About this task
Exactly the lines from the one with "Provide the outline of every instance of the blue" through the end of the material are to be output, both included, with no other text.

Data for review
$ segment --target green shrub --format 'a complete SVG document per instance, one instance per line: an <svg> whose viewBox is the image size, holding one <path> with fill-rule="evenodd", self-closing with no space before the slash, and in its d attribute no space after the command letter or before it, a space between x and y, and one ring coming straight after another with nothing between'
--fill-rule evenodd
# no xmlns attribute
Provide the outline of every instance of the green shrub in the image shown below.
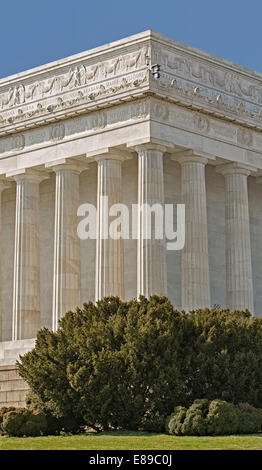
<svg viewBox="0 0 262 470"><path fill-rule="evenodd" d="M207 414L208 434L235 434L239 426L239 413L232 403L213 400Z"/></svg>
<svg viewBox="0 0 262 470"><path fill-rule="evenodd" d="M166 297L109 297L67 312L57 332L40 330L18 368L34 408L58 420L53 429L76 432L155 429L196 399L262 407L261 362L262 319L249 312L185 314ZM205 413L193 407L181 426L206 432Z"/></svg>
<svg viewBox="0 0 262 470"><path fill-rule="evenodd" d="M181 432L187 436L204 436L207 434L206 415L208 412L208 400L195 400L187 410Z"/></svg>
<svg viewBox="0 0 262 470"><path fill-rule="evenodd" d="M261 430L262 409L222 400L195 400L188 409L177 406L166 421L166 431L178 436L250 434Z"/></svg>
<svg viewBox="0 0 262 470"><path fill-rule="evenodd" d="M186 417L186 408L184 406L176 406L174 413L172 413L166 420L166 431L168 434L175 434L180 436L182 434L182 425Z"/></svg>
<svg viewBox="0 0 262 470"><path fill-rule="evenodd" d="M9 436L41 436L47 431L47 422L40 410L17 408L3 415L2 427Z"/></svg>
<svg viewBox="0 0 262 470"><path fill-rule="evenodd" d="M19 374L46 414L79 429L156 429L187 371L181 321L165 297L90 302L67 312L57 332L40 330Z"/></svg>
<svg viewBox="0 0 262 470"><path fill-rule="evenodd" d="M237 410L239 434L252 434L262 430L262 409L254 408L248 403L239 403Z"/></svg>
<svg viewBox="0 0 262 470"><path fill-rule="evenodd" d="M61 432L77 434L82 429L79 423L70 414L57 418L48 409L45 404L33 392L29 392L26 397L26 406L32 412L41 409L46 417L47 434L56 435Z"/></svg>
<svg viewBox="0 0 262 470"><path fill-rule="evenodd" d="M184 400L218 398L262 408L262 318L208 309L189 317L195 354L190 358L192 375L185 384ZM182 395L180 403L184 404Z"/></svg>
<svg viewBox="0 0 262 470"><path fill-rule="evenodd" d="M0 408L0 434L3 433L3 418L4 418L4 415L5 413L8 413L9 411L15 411L17 408L15 408L14 406L9 406L9 407L6 407L6 406L3 406L2 408Z"/></svg>

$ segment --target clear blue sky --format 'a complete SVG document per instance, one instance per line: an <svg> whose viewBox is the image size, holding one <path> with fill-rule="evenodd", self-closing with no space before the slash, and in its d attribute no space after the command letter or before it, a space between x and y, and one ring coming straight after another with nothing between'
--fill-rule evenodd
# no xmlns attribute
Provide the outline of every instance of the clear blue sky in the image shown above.
<svg viewBox="0 0 262 470"><path fill-rule="evenodd" d="M262 0L1 0L0 77L154 29L262 72Z"/></svg>

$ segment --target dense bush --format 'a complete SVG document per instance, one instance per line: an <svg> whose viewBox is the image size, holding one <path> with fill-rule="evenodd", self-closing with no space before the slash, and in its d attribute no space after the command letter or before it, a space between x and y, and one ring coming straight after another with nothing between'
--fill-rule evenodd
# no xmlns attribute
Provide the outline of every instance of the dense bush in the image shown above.
<svg viewBox="0 0 262 470"><path fill-rule="evenodd" d="M262 407L262 319L248 312L204 310L190 314L194 351L188 395Z"/></svg>
<svg viewBox="0 0 262 470"><path fill-rule="evenodd" d="M262 430L262 409L248 403L195 400L188 409L175 408L167 419L166 430L178 436L257 433Z"/></svg>
<svg viewBox="0 0 262 470"><path fill-rule="evenodd" d="M187 410L185 420L181 427L181 434L187 436L207 434L206 415L208 412L208 400L195 400Z"/></svg>
<svg viewBox="0 0 262 470"><path fill-rule="evenodd" d="M164 297L90 302L56 333L40 331L19 373L36 407L79 427L156 429L182 387L181 334L181 314Z"/></svg>
<svg viewBox="0 0 262 470"><path fill-rule="evenodd" d="M33 392L28 393L26 398L26 406L27 409L31 410L32 412L37 409L41 409L43 411L46 417L48 435L60 434L61 431L66 433L71 432L74 434L82 431L81 426L79 426L79 423L72 415L65 414L64 416L57 418L53 413L50 412L50 410L46 408L45 403L43 403Z"/></svg>
<svg viewBox="0 0 262 470"><path fill-rule="evenodd" d="M240 434L252 434L262 430L262 409L254 408L248 403L239 403L238 432Z"/></svg>
<svg viewBox="0 0 262 470"><path fill-rule="evenodd" d="M9 436L41 436L47 431L44 413L17 408L3 414L2 429Z"/></svg>
<svg viewBox="0 0 262 470"><path fill-rule="evenodd" d="M261 362L262 319L216 309L186 314L152 296L67 312L57 332L40 330L18 367L31 408L58 420L55 428L156 431L196 398L262 406ZM176 408L169 426L207 432L204 403L194 403L182 424ZM210 429L214 420L211 413Z"/></svg>
<svg viewBox="0 0 262 470"><path fill-rule="evenodd" d="M206 418L208 434L235 434L238 431L239 413L233 403L213 400Z"/></svg>
<svg viewBox="0 0 262 470"><path fill-rule="evenodd" d="M14 406L3 406L2 408L0 408L0 434L2 434L4 432L3 430L3 418L4 418L4 415L5 413L8 413L9 411L15 411L16 408Z"/></svg>
<svg viewBox="0 0 262 470"><path fill-rule="evenodd" d="M168 434L182 435L182 425L186 417L187 409L184 406L176 406L174 413L172 413L166 420L166 431Z"/></svg>

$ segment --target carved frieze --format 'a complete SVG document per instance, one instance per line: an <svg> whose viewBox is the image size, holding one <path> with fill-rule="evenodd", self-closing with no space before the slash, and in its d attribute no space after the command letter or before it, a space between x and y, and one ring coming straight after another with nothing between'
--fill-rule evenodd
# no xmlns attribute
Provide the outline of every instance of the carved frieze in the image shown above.
<svg viewBox="0 0 262 470"><path fill-rule="evenodd" d="M11 150L22 150L25 146L25 136L16 134L11 137Z"/></svg>
<svg viewBox="0 0 262 470"><path fill-rule="evenodd" d="M199 132L207 133L210 127L210 120L200 113L194 114L195 129Z"/></svg>
<svg viewBox="0 0 262 470"><path fill-rule="evenodd" d="M130 120L152 119L174 128L208 136L240 147L261 151L262 135L244 126L226 122L163 100L148 97L132 103L123 103L107 109L93 111L78 117L41 126L23 133L0 138L0 154L30 151L35 146L66 142L77 134L88 136L110 131L117 126L131 124Z"/></svg>
<svg viewBox="0 0 262 470"><path fill-rule="evenodd" d="M104 129L107 124L107 115L104 111L98 111L97 113L94 113L91 117L92 120L92 128L94 130L97 129Z"/></svg>
<svg viewBox="0 0 262 470"><path fill-rule="evenodd" d="M226 65L222 59L192 52L183 45L178 47L170 41L168 45L168 40L158 41L155 34L152 37L145 34L141 41L130 45L126 42L123 47L112 48L109 52L103 49L93 55L87 53L86 57L83 54L75 61L51 66L47 71L37 71L13 82L7 79L6 84L2 80L0 133L10 127L13 130L23 122L27 127L31 122L35 125L42 120L46 122L53 113L62 116L64 112L68 117L68 110L73 113L74 108L89 109L107 98L121 100L123 94L125 97L131 91L135 94L140 87L143 93L151 93L165 86L167 99L169 95L178 95L182 104L183 100L194 101L194 109L199 111L215 106L225 115L234 113L240 117L240 125L245 120L261 120L262 79L258 75L252 76L244 69ZM152 64L161 66L160 80L150 75ZM152 113L156 119L167 120L167 109L164 104L159 105ZM143 117L147 111L139 113ZM97 125L104 124L97 122L94 128ZM200 132L209 131L209 124L203 117L196 115L194 125Z"/></svg>
<svg viewBox="0 0 262 470"><path fill-rule="evenodd" d="M239 127L237 130L237 142L241 145L250 147L253 142L253 135L250 129Z"/></svg>
<svg viewBox="0 0 262 470"><path fill-rule="evenodd" d="M162 101L153 101L151 104L152 117L167 121L169 118L169 107L168 104Z"/></svg>
<svg viewBox="0 0 262 470"><path fill-rule="evenodd" d="M131 118L144 119L149 114L149 101L139 100L131 105Z"/></svg>
<svg viewBox="0 0 262 470"><path fill-rule="evenodd" d="M64 137L65 137L64 124L61 122L54 124L50 129L51 140L58 141L58 140L62 140Z"/></svg>
<svg viewBox="0 0 262 470"><path fill-rule="evenodd" d="M237 106L242 101L249 111L258 112L257 105L262 104L262 80L228 70L219 63L214 64L187 51L183 53L159 46L153 47L152 61L161 66L164 80L171 83L175 79L184 89L202 86L210 98L224 92L229 104Z"/></svg>
<svg viewBox="0 0 262 470"><path fill-rule="evenodd" d="M17 105L28 104L35 100L56 96L93 82L101 82L116 75L133 72L145 67L148 46L139 47L138 51L126 53L110 60L99 60L89 64L88 61L74 67L66 67L60 73L50 72L35 81L21 81L14 86L0 87L0 110L10 109ZM106 86L106 85L105 85Z"/></svg>

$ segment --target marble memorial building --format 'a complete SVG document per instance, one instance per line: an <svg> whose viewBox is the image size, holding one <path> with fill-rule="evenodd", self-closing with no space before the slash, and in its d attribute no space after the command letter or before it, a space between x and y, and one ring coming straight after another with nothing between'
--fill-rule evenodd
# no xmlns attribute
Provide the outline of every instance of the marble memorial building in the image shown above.
<svg viewBox="0 0 262 470"><path fill-rule="evenodd" d="M87 300L261 315L261 183L259 73L145 31L1 79L0 406L23 404L37 330ZM184 249L80 240L79 205L102 225L104 195L184 203Z"/></svg>

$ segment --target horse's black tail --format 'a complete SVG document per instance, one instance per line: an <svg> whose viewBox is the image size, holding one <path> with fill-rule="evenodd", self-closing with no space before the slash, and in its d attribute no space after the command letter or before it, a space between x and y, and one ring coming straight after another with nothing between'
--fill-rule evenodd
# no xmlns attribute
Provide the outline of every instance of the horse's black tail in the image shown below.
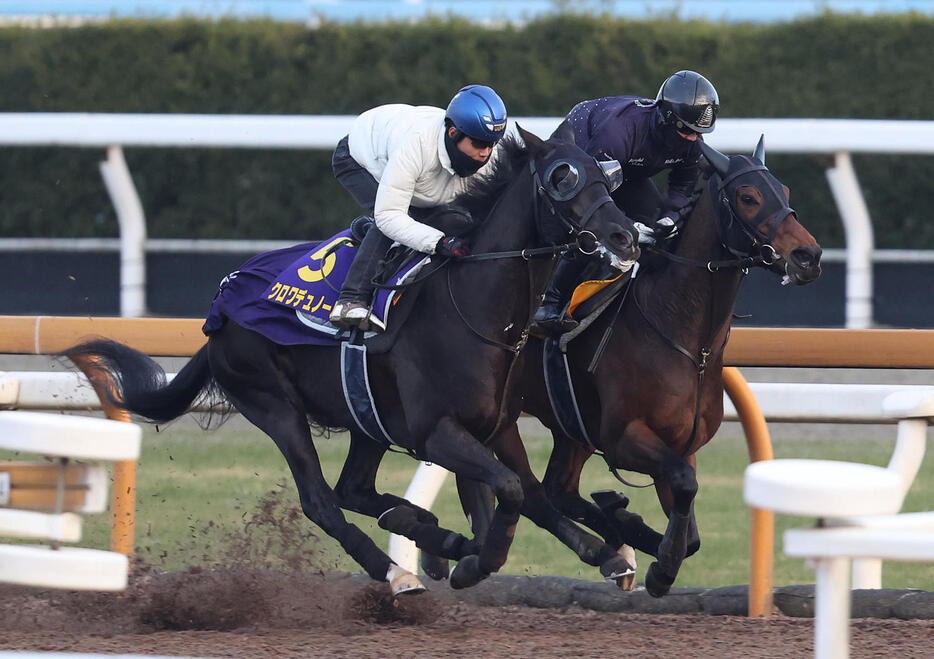
<svg viewBox="0 0 934 659"><path fill-rule="evenodd" d="M109 403L156 423L187 412L198 394L213 384L207 345L171 382L149 356L116 341L88 341L68 348L62 355L88 376Z"/></svg>

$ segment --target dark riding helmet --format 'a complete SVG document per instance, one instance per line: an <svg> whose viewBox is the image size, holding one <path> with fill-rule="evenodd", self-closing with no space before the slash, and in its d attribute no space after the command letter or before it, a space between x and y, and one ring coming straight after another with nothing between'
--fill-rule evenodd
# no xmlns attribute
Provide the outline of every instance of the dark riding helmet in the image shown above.
<svg viewBox="0 0 934 659"><path fill-rule="evenodd" d="M467 85L461 89L444 113L446 122L463 135L482 142L496 143L506 133L506 106L499 95L485 85Z"/></svg>
<svg viewBox="0 0 934 659"><path fill-rule="evenodd" d="M663 82L655 103L662 123L695 133L712 131L720 111L717 90L694 71L678 71Z"/></svg>

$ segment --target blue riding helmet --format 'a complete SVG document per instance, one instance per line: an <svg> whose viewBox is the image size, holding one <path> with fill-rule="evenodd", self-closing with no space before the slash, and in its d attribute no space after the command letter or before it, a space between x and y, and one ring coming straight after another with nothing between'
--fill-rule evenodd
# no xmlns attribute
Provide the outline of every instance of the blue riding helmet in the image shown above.
<svg viewBox="0 0 934 659"><path fill-rule="evenodd" d="M506 133L503 99L485 85L467 85L457 92L444 118L467 137L483 142L499 142Z"/></svg>

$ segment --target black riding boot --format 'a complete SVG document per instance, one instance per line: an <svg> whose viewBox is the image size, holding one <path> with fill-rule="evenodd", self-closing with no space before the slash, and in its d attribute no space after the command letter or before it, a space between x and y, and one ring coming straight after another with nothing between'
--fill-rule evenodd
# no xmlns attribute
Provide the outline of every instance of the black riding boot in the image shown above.
<svg viewBox="0 0 934 659"><path fill-rule="evenodd" d="M535 312L535 318L532 320L534 332L563 334L577 327L577 321L566 318L564 312L588 263L589 259L580 254L574 257L564 255L558 260L555 274L551 278L548 290L545 291L542 306Z"/></svg>
<svg viewBox="0 0 934 659"><path fill-rule="evenodd" d="M375 226L366 232L360 247L357 248L353 263L350 264L337 304L331 312L330 320L333 324L345 329L360 327L363 330L376 329L382 325L370 317L367 310L373 297L376 266L390 245L392 240ZM373 325L377 327L371 327Z"/></svg>

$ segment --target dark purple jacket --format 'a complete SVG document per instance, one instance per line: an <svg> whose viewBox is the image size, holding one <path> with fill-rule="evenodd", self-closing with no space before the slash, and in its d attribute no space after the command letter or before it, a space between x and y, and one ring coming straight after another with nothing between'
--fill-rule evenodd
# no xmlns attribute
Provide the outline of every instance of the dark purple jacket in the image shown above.
<svg viewBox="0 0 934 659"><path fill-rule="evenodd" d="M574 138L597 160L618 160L626 181L668 172L668 199L663 214L672 219L684 207L700 174L697 142L677 135L665 139L657 121L655 101L639 96L605 96L581 101L567 116Z"/></svg>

Answer box
Provide the outline of every instance of the blue riding helmet in the image shown above.
<svg viewBox="0 0 934 659"><path fill-rule="evenodd" d="M506 133L503 99L485 85L467 85L457 92L444 118L467 137L483 142L499 142Z"/></svg>

$ segment --target black riding boot --format 'a complete SVG document per instance, one instance per line: an <svg> whose viewBox is the image size, holding one <path> with fill-rule="evenodd", self-closing with no space before the slash, and in its d attribute no space after the command letter or before it, a space between x and y, and one ring coming straight after another with nothing between'
--fill-rule evenodd
# no xmlns attribute
Provide the outline of every instance of the black riding boot in the image shown above.
<svg viewBox="0 0 934 659"><path fill-rule="evenodd" d="M535 312L535 318L532 320L534 332L563 334L577 327L577 321L566 318L564 312L588 263L589 259L580 254L574 257L564 255L558 260L555 274L551 278L548 290L545 291L542 306Z"/></svg>
<svg viewBox="0 0 934 659"><path fill-rule="evenodd" d="M375 226L366 232L360 247L357 248L353 263L350 264L337 304L331 312L330 320L333 324L345 329L360 327L363 330L376 329L382 325L370 317L367 310L373 297L376 266L390 245L392 240ZM373 325L377 327L371 327Z"/></svg>

$ segment --target dark purple jacket --format 'a complete SVG document per instance, one instance per line: an <svg> whose viewBox is the image size, holding one <path> with fill-rule="evenodd", self-closing with no space before the slash, and in its d attribute no space after the command letter or before it, a space between x and y, and one ring coming straight after another with nothing between'
--fill-rule evenodd
# no xmlns attribute
Provide the outline of every instance of the dark purple jacket in the image shown above.
<svg viewBox="0 0 934 659"><path fill-rule="evenodd" d="M574 138L597 160L618 160L626 181L668 172L668 199L663 214L672 219L684 207L700 174L697 142L677 135L665 139L657 121L655 101L639 96L605 96L581 101L567 116Z"/></svg>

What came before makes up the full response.